## START

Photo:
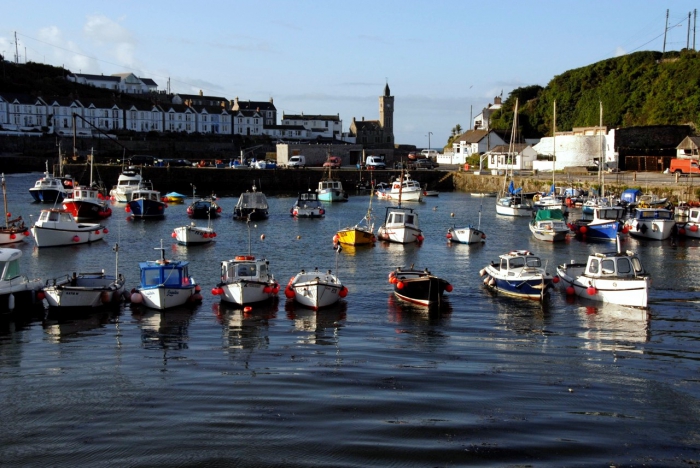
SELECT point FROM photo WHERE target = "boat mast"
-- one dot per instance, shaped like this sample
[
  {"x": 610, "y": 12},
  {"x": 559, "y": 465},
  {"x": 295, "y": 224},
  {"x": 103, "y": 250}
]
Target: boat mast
[{"x": 4, "y": 197}]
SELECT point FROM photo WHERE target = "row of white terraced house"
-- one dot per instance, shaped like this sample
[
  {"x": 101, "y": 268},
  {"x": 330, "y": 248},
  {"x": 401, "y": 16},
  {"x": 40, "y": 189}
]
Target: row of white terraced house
[{"x": 25, "y": 113}]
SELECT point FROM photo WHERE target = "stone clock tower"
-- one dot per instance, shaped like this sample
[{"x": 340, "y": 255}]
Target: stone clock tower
[{"x": 386, "y": 115}]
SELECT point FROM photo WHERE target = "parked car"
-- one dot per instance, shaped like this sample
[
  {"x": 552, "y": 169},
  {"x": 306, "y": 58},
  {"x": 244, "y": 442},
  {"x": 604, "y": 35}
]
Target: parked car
[
  {"x": 333, "y": 161},
  {"x": 297, "y": 161},
  {"x": 375, "y": 162},
  {"x": 425, "y": 164}
]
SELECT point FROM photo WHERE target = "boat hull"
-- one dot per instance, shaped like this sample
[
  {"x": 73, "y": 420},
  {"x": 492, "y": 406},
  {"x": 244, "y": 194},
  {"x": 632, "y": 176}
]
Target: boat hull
[
  {"x": 191, "y": 235},
  {"x": 633, "y": 292},
  {"x": 86, "y": 290},
  {"x": 166, "y": 297},
  {"x": 244, "y": 292},
  {"x": 56, "y": 237},
  {"x": 466, "y": 235},
  {"x": 355, "y": 236}
]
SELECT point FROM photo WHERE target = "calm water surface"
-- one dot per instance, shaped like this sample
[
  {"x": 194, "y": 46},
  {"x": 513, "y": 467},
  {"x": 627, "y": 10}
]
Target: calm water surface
[{"x": 487, "y": 380}]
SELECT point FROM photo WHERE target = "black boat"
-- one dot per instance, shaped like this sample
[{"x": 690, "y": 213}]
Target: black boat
[
  {"x": 419, "y": 286},
  {"x": 251, "y": 205}
]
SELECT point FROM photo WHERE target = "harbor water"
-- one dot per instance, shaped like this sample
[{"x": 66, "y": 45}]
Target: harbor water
[{"x": 486, "y": 381}]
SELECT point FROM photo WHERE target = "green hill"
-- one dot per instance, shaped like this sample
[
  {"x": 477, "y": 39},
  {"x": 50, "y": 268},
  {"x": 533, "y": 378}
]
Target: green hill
[{"x": 636, "y": 89}]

## END

Exclude the images, then output the data above word for word.

#### [Task answer]
Photo:
SELECT point FROM photo WHERE target = "boat mast"
-- one dot per instance, shaped like this sample
[
  {"x": 610, "y": 12},
  {"x": 559, "y": 465},
  {"x": 295, "y": 224},
  {"x": 103, "y": 250}
]
Target: boat mast
[{"x": 4, "y": 197}]
SELECT point FROM photo WHERE target = "row of white terraced house"
-- one dot per instance, shaped like this sample
[
  {"x": 101, "y": 268},
  {"x": 330, "y": 248},
  {"x": 401, "y": 16},
  {"x": 40, "y": 189}
]
Target: row of white terraced house
[{"x": 25, "y": 113}]
SELECT point FROM photo WHERE target = "stone clock tower"
-- one dot per instance, shaped like this sample
[{"x": 340, "y": 255}]
Target: stone clock tower
[{"x": 386, "y": 115}]
SELECT point FROM photo WHERE target = "parked car"
-- one dot per instance, shaped like this sample
[
  {"x": 552, "y": 169},
  {"x": 306, "y": 58},
  {"x": 244, "y": 442},
  {"x": 604, "y": 35}
]
Target: parked car
[
  {"x": 333, "y": 161},
  {"x": 297, "y": 161},
  {"x": 375, "y": 162},
  {"x": 425, "y": 164}
]
SELECT point FROM photo WHERE target = "boat hull"
-- one dot per instance, shaped like this sample
[
  {"x": 73, "y": 420},
  {"x": 492, "y": 406},
  {"x": 244, "y": 194},
  {"x": 632, "y": 176}
]
Target: boat hull
[
  {"x": 191, "y": 235},
  {"x": 633, "y": 292},
  {"x": 86, "y": 290},
  {"x": 166, "y": 297},
  {"x": 244, "y": 292},
  {"x": 56, "y": 237},
  {"x": 466, "y": 235},
  {"x": 355, "y": 236}
]
SELECT point FROM photo WHERE target = "calm water surface"
-- one dot per instance, shaped like this sample
[
  {"x": 194, "y": 46},
  {"x": 513, "y": 467},
  {"x": 627, "y": 10}
]
Target: calm water surface
[{"x": 487, "y": 380}]
SELECT point FROM photo WHERE target = "black boat"
-- one dot per instance, shaped like this sample
[{"x": 690, "y": 213}]
Target: black boat
[
  {"x": 419, "y": 286},
  {"x": 251, "y": 205}
]
SELECT point FROM photo WHERE target = "harbor water"
-- one dot per instance, shaped like this sample
[{"x": 66, "y": 45}]
Target: harbor water
[{"x": 486, "y": 381}]
SELECT point FROM photo WHERE target = "green hill"
-- one dot per instance, shaped like this sample
[
  {"x": 477, "y": 39},
  {"x": 50, "y": 268},
  {"x": 533, "y": 378}
]
Target: green hill
[{"x": 636, "y": 89}]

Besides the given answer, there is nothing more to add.